Work instructions:
(a) Copy out everything in the veterans essay from "But that's a" down to "front of them.".
(b) According to the veterans essay, what is the average age of an enlisting soldier?

The concept of what it means to be a veteran is foreign to the great majority of us. We cannot begin to understand what the men and women in uniform go through while in service. Nor can we understand what it means to them when they come home.

I do not know about all of you, but my experience of war is just about as sheltered as it can be. The worst I've ever experienced is the opening sequence of Saving Private Ryan and for the most part, war has been glorified in film and television. Even in movies that are vehemently anti-war, we are still treated to happy endings, sad endings, conclusion, closure...but that's our privilege isn't it? We, as the citizens of our country, the ones who have been protected by the armed forces, are able to walk out of a theatre, maybe have a day or two of lingering emotions if the movie was REALLY good, but that is essentially the end of it for us. We go back to life, we see our friends, we love our families, and we sleep easily in our beds.

This is not the case for the veterans. For these men and women, for many of them at least, there is no closure. There is no happy ending that ties it all together and culminates with them returning to their warm homes and the gentle embrace of a country that loves them.

The average age of an enlisting soldier is just 20 years old. 20 years old is the beginning of the development of the man or woman. 20 years old is the first time in our lives that we begin to form who we are, and to create our own standards for life and existence. So what happens when a 20 year old enters combat? What happens when the development of the self is violently arrested and in its place, combat places mortal fear, self-preservation, survival? When survival dominates, self-regulation and development get pushed aside. When all you can think about is your constant state of terror, and never feeling safe, you retard the developmental process, and self-preservation becomes your persona.

In a post on the website Military with PTSD Justin Gourley writes:

"PTSD replaces the “me” who was still growing, learning, and becoming a unique person before the trauma(s), leaving only a desperate survivor who may have no clear sense of identity and who may even hate or loathe herself or himself."

So what happens when this "desperate survivor" returns home? This soldier who never had the chance to properly develop an adult personality comes back to civilian life. And in the place of a functioning member of society, one who has had a normal development, we have a person who knows only that their survival instincts have carried them this far, and thus, will continue to work for them.

But that's a problem isn't it? We, as a society, do not allow violence. We do not allow the kill or be killed instinct to dictate our daily behavior. And so when a soldier returns with this personality, we can't understand why they are so quick to turn to violence when they feel threatened...even in the most minor way. They have spent years, for many a quarter of their life or more, living in a constant state of "survival mode".

And they come home to be outcasts.

They cannot hold jobs because they may be too inundated with a need to follow rules. Or perhaps, someone startles them and it ends in violence. Or maybe they just can't focus on anything because their minds are still thousands of miles away watching their brothers and sisters die right in front of them.

They can't love their families because they are numb. They look at their children, their husbands, their wives, and feel nothing because feeling things was something that could get them killed. And it makes them angry. And the anger makes them act impusively, immediately jumping to screaming and aggression because for the last 4 years, that's what has kept them alive. Their brains have been programmed to believe everyone is trying to kill them, and it can't just change overnight. They will snap, and they will not start slowly. There will be no escalation. They will simply go to the most extreme, because that's what has worked for them and kept them alive.

Material provided:
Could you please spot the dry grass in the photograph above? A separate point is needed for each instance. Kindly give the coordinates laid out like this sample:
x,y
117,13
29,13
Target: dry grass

Results for each task:
(a)
But that's a problem isn't it? We, as a society, do not allow violence. We do not allow the kill or be killed instinct to dictate our daily behavior. And so when a soldier returns with this personality, we can't understand why they are so quick to turn to violence when they feel threatened...even in the most minor way. They have spent years, for many a quarter of their life or more, living in a constant state of "survival mode".

And they come home to be outcasts.

They cannot hold jobs because they may be too inundated with a need to follow rules. Or perhaps, someone startles them and it ends in violence. Or maybe they just can't focus on anything because their minds are still thousands of miles away watching their brothers and sisters die right in front of them.

(b) 20 years old.